(Items stored from a collection)
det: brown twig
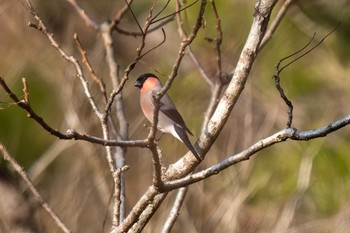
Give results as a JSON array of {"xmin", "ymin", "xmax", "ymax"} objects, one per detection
[
  {"xmin": 0, "ymin": 144, "xmax": 72, "ymax": 233},
  {"xmin": 161, "ymin": 186, "xmax": 188, "ymax": 233},
  {"xmin": 73, "ymin": 33, "xmax": 107, "ymax": 102},
  {"xmin": 0, "ymin": 77, "xmax": 148, "ymax": 147},
  {"xmin": 164, "ymin": 115, "xmax": 350, "ymax": 191},
  {"xmin": 66, "ymin": 0, "xmax": 99, "ymax": 30},
  {"xmin": 260, "ymin": 0, "xmax": 294, "ymax": 50},
  {"xmin": 165, "ymin": 0, "xmax": 277, "ymax": 179},
  {"xmin": 273, "ymin": 24, "xmax": 339, "ymax": 128}
]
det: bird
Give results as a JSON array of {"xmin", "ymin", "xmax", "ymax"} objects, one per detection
[{"xmin": 134, "ymin": 73, "xmax": 202, "ymax": 161}]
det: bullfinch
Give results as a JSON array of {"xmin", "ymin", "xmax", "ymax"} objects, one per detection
[{"xmin": 134, "ymin": 73, "xmax": 202, "ymax": 161}]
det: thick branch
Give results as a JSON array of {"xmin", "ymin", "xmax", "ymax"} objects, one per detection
[
  {"xmin": 166, "ymin": 0, "xmax": 277, "ymax": 179},
  {"xmin": 164, "ymin": 115, "xmax": 350, "ymax": 191}
]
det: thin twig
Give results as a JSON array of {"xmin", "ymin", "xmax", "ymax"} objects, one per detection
[
  {"xmin": 0, "ymin": 77, "xmax": 148, "ymax": 147},
  {"xmin": 66, "ymin": 0, "xmax": 99, "ymax": 30},
  {"xmin": 0, "ymin": 144, "xmax": 72, "ymax": 233},
  {"xmin": 273, "ymin": 24, "xmax": 339, "ymax": 128},
  {"xmin": 164, "ymin": 115, "xmax": 350, "ymax": 191},
  {"xmin": 74, "ymin": 33, "xmax": 107, "ymax": 102},
  {"xmin": 260, "ymin": 0, "xmax": 294, "ymax": 50},
  {"xmin": 161, "ymin": 186, "xmax": 188, "ymax": 233}
]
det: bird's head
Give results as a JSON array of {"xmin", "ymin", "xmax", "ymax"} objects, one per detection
[{"xmin": 134, "ymin": 73, "xmax": 162, "ymax": 93}]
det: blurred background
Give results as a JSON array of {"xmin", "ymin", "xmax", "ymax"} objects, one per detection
[{"xmin": 0, "ymin": 0, "xmax": 350, "ymax": 232}]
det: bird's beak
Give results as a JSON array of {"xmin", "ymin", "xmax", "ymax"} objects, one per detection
[{"xmin": 134, "ymin": 81, "xmax": 142, "ymax": 88}]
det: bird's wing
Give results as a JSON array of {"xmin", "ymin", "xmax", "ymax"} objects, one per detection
[{"xmin": 160, "ymin": 94, "xmax": 193, "ymax": 135}]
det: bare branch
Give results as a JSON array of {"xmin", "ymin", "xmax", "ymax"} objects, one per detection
[
  {"xmin": 110, "ymin": 0, "xmax": 133, "ymax": 30},
  {"xmin": 165, "ymin": 0, "xmax": 277, "ymax": 179},
  {"xmin": 0, "ymin": 143, "xmax": 72, "ymax": 233},
  {"xmin": 0, "ymin": 77, "xmax": 148, "ymax": 147},
  {"xmin": 66, "ymin": 0, "xmax": 99, "ymax": 30},
  {"xmin": 273, "ymin": 24, "xmax": 339, "ymax": 128},
  {"xmin": 164, "ymin": 115, "xmax": 350, "ymax": 191},
  {"xmin": 161, "ymin": 186, "xmax": 188, "ymax": 233},
  {"xmin": 74, "ymin": 33, "xmax": 107, "ymax": 102},
  {"xmin": 260, "ymin": 0, "xmax": 294, "ymax": 50}
]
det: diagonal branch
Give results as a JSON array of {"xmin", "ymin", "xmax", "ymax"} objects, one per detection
[
  {"xmin": 0, "ymin": 144, "xmax": 72, "ymax": 233},
  {"xmin": 164, "ymin": 115, "xmax": 350, "ymax": 191}
]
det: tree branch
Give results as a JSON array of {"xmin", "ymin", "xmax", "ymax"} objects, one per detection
[{"xmin": 0, "ymin": 143, "xmax": 72, "ymax": 233}]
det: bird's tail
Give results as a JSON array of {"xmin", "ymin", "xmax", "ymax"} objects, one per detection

> **Exercise description**
How many of the lines above contain the string "branch"? Give only the number.

> **Response to this exercise**
4